* Begin Document passage *

This was a Facebook post today from a friend of mine, Luke Barfield. Luke and his wife, Trisha, own Colorado Aerials East gym, and watching them cultivate their own club, sharing their special brand of positivity with new generations of gymnasts has been amazing to watch. But this post isn’t about that. Sydney is Luke’s daughter, a bright 7-year-old who will be competing her first gymnastics season next spring on their Xcel team. And this day, the day she crushed some over-confident boy at school who assumed she wouldn’t be stronger than him by virtue of the fact that she’s a girl, will stay with her forever.

One of the greatest gifts gymnastics gave me was a supreme confidence in my abilities as a girl. Having talked about this topic with several of my girlfriends who were also gymnasts, I know they feel the same. Being a girl is hard, and to me it feels like only recently have we tried to look at why.

Always, a company that certainly knows a thing or two about being a girl, recently started a campaign to turn the tables on the age-old insult “like a girl,” hoping to show girls that doing something like a girl is empowering, not demeaning. When I was in elementary school (and middle school, actually) the Presidential Fitness Test was still the yearly bane of most kids’ existence. I, on the other hand, loved the day we had to do this dreaded test. Sit-ups, shuttle run, a pike reach, mile run, and pull-ups. Every year, without fail, a boy in my class would bet me I couldn’t do more pull-ups than him. Every year, that boy was put to shame. Thank you gymnastics, indeed.

As far as I know, they no longer keep track of these things at schools, but as of high school, I still held the record for pull-ups at my elementary school. I set that record in first grade. It gave me a confidence in my abilities that has yet to leave me. (I also have an absurdly competitive nature, so thanks for that, too, Dad.) My husband is a bit of a fitness buff himself, has been his whole life, and he still recalls being beat by Jamie McCalley at pull-ups in elementary school. She was the only person, and a girl to boot, who could beat him (ironically, Jamie was a teammate of mine at the time). As a boy, it taught him not to underestimate a girl’s strength just because she looks a certain way, or just because she’s a girl.

My mom was recently working with a group of high school boys on acrobatics for a stage production she helps to produce. They were at the gym, training to do aerial straps, and the boys couldn’t help but watch the tiny, little team girls climbing the rope all the way up to the ceiling while holding their legs in a pike to the side of the rope. None of them could do it even using their feet.

* End Document passage *
* Begin Recorded data *

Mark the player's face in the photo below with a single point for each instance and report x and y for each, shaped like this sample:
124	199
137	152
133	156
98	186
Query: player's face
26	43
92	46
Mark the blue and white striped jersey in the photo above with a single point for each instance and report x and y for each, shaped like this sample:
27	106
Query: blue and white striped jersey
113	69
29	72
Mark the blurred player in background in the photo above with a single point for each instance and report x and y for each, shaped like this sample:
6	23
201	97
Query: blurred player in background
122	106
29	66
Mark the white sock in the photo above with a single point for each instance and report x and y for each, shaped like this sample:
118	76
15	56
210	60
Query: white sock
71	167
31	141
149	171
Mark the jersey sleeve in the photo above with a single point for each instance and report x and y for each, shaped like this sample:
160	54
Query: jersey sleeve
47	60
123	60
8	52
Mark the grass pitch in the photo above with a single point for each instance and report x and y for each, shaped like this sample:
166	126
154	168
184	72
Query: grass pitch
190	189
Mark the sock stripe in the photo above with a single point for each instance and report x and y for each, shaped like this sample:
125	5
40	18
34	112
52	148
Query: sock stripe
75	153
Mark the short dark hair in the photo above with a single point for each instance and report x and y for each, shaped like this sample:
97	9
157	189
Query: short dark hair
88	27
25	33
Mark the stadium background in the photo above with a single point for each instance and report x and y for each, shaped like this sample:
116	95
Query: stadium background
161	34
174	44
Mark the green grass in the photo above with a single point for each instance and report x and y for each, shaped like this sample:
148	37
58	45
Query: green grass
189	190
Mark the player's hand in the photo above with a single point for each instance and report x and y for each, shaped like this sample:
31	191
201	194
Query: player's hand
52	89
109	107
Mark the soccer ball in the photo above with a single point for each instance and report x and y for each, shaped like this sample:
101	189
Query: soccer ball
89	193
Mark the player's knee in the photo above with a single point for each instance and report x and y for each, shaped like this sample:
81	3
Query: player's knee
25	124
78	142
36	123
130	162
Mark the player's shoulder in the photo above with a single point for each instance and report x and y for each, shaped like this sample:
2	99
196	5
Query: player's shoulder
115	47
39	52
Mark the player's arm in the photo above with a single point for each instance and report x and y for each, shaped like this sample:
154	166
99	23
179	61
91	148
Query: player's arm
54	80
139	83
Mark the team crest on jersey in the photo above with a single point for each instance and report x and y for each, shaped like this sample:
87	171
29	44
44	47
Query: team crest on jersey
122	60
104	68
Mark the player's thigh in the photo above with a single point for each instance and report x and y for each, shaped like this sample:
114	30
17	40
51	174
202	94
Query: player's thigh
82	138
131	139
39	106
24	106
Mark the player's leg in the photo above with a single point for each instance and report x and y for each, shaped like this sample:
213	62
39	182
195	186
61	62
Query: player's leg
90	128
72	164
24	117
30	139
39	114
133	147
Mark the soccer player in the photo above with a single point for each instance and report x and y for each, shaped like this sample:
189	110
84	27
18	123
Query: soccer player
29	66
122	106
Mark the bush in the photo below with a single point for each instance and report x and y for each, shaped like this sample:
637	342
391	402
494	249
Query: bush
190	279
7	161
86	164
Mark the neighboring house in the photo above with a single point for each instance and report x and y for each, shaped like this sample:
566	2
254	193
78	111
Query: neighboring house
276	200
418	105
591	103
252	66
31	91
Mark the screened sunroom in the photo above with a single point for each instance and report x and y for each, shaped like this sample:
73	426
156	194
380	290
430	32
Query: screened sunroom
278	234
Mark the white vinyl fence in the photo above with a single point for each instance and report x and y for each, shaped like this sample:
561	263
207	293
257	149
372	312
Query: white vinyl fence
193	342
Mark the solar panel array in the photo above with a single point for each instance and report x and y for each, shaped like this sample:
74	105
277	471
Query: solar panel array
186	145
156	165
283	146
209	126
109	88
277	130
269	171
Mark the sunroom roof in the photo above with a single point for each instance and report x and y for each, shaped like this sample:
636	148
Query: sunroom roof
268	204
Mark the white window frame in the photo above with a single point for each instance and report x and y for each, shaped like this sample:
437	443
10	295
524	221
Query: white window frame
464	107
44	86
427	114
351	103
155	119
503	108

* End Recorded data *

Tasks to perform —
1: Decide whether each statement agrees with the gymnastics post, answering yes or no and quoting the words from the post that settle it. (a) Sydney is a 7-year-old who will compete her first season next spring on an Xcel team. (b) The writer set the elementary school pull-up record in fifth grade. (c) The high school boys could climb the rope using their feet.
2: Using the gymnastics post, answer these questions:
(a) Which gym do Luke and Trisha own?
(b) Which company started the campaign about the phrase "like a girl"?
(c) Who beat the writer's husband at pull-ups in elementary school?
3: Reproduce the gymnastics post word for word, everything from "My mom was recently" down to "using their feet.".

Solutions for each task —
1:
(a) Yes: "a bright 7-year-old who will be competing her first gymnastics season next spring on their Xcel team"
(b) No: "I set that record in first grade."
(c) No: "None of them could do it even using their feet."

2:
(a) Colorado Aerials East
(b) Always
(c) Jamie McCalley

3:
My mom was recently working with a group of high school boys on acrobatics for a stage production she helps to produce. They were at the gym, training to do aerial straps, and the boys couldn’t help but watch the tiny, little team girls climbing the rope all the way up to the ceiling while holding their legs in a pike to the side of the rope. None of them could do it even using their feet.